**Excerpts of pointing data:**
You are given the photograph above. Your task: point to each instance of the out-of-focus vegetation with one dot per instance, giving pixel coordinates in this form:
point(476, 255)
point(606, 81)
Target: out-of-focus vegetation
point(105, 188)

**Given instruction:** Rewrite every line of the material, requests included, scaling each point coordinate in the answers by 1.15 and rounding to the nearest whole number, with halves rounded up. Leave the numbers inside the requests unchanged.

**Output for this exercise:**
You are given the photograph above. Your task: point to each instance of the out-of-focus vegetation with one dot per instance, giving pixel coordinates in this form:
point(476, 255)
point(606, 81)
Target: out-of-focus vegetation
point(121, 216)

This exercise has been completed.